_EXERCISE INSTRUCTIONS_. From the article on how Russia sanctions affect the German economy, set down the passage that opens with the words containing "But despite the" and closes with "disrupts supply chains.". Keep its wording unchanged.

Start of EXTRACT TO READ

German economy braces for ‘significant impact’ from Russia sanctions – Expat Guide to Germany


Germany, Europe’s largest economy, can expect a “significant impact” from the repercussions of Western sanctions against Russia for its invasion of Ukraine, Economy Minister Robert Habeck said on Thursday.

The fallout from the war is likely to derail Germany’s hoped-for economic rebound in the second quarter of 2022 from the easing of the coronavirus fight, Habeck told reporters.

“The impact of the sanctions and the war on all sectors of the economy is so strong that one can fear a significant impact,” he said.

But despite the “difficult economic climate”, Habeck praised the companies for backing the sanctions and backing the international response against Moscow’s aggression.

The United States and its European allies have imposed sweeping sanctions aimed at isolating Russia from the global financial and trading system, including punitive measures targeting corporations, banks and billionaires.

As a result, German car giants Volkswagen, Daimler and BMW have announced they are suspending operations in Russia, while factories in other countries sit idle as fighting in Ukraine disrupts supply chains.

“We have to be grateful that every company I’ve spoken to, in the United States and here, fully supports the sanctions, even though it’s a huge burden on them, even though employees are affected and the situation is tense,” Habeck said.

Export power Germany has traditionally had close trade ties with Russia, and Habeck said Berlin would help shield affected businesses from the fallout.

“German companies have invested around 20 billion euros in Russia,” he said, of which only around 7.4 billion euros were covered by insurance.

The German government would make cheap credit available through its public lender KfW to help offset some of the losses, he added.

Habeck also warned of the impact of rising energy costs and disruptions in the delivery of some raw materials, at a time when Germany, like the rest of Europe, is already struggling. with galloping inflation.

After the lifting of pandemic restrictions and a gradual easing of the supply chain problems that had plagued global trade, “we had all hoped that we would see an economic recovery this spring” that would bring the German economy back to its level of before the pandemic, Habeck mentioned.

But Germany must now take into account “the consequences of the war”, he said.

“And it must be said once again that it was Vladimir Putin alone who burdened the world community with these consequences,” he added.

End of EXTRACT TO READ
Start of RECORD SET

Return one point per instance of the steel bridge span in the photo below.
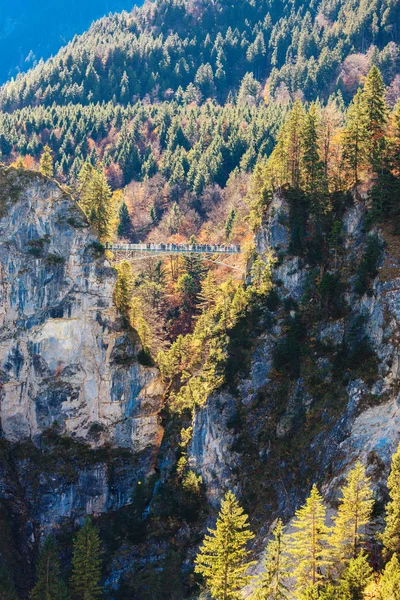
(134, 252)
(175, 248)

End of RECORD SET
Start of RECORD SET

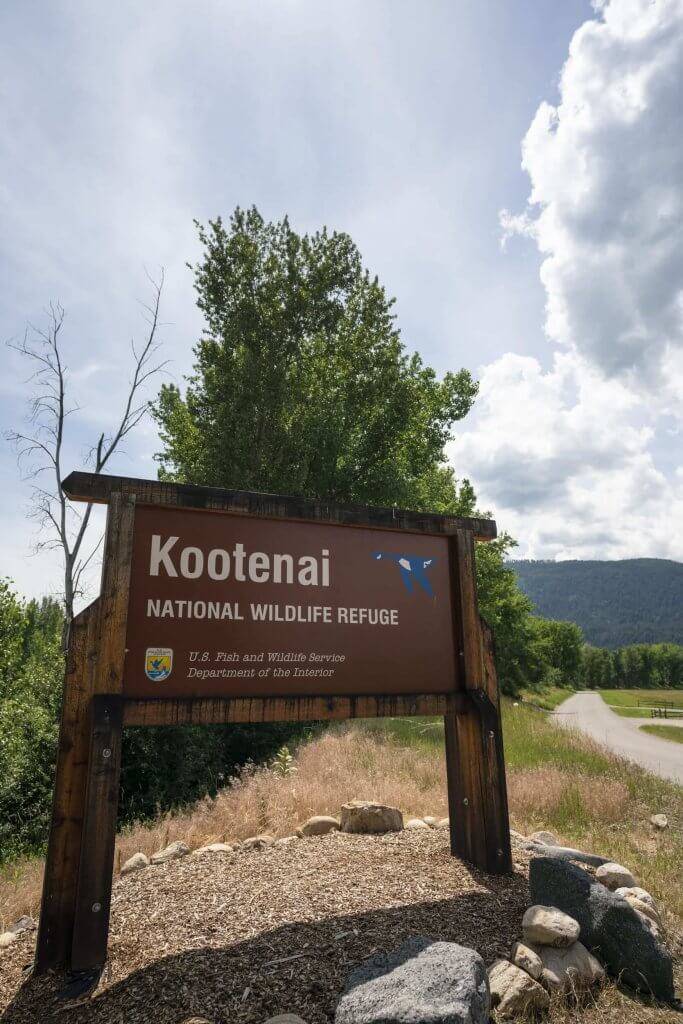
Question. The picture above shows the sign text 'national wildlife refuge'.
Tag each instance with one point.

End of RECORD SET

_ANSWER TO THIS PROBLEM_.
But despite the “difficult economic climate”, Habeck praised the companies for backing the sanctions and backing the international response against Moscow’s aggression.

The United States and its European allies have imposed sweeping sanctions aimed at isolating Russia from the global financial and trading system, including punitive measures targeting corporations, banks and billionaires.

As a result, German car giants Volkswagen, Daimler and BMW have announced they are suspending operations in Russia, while factories in other countries sit idle as fighting in Ukraine disrupts supply chains.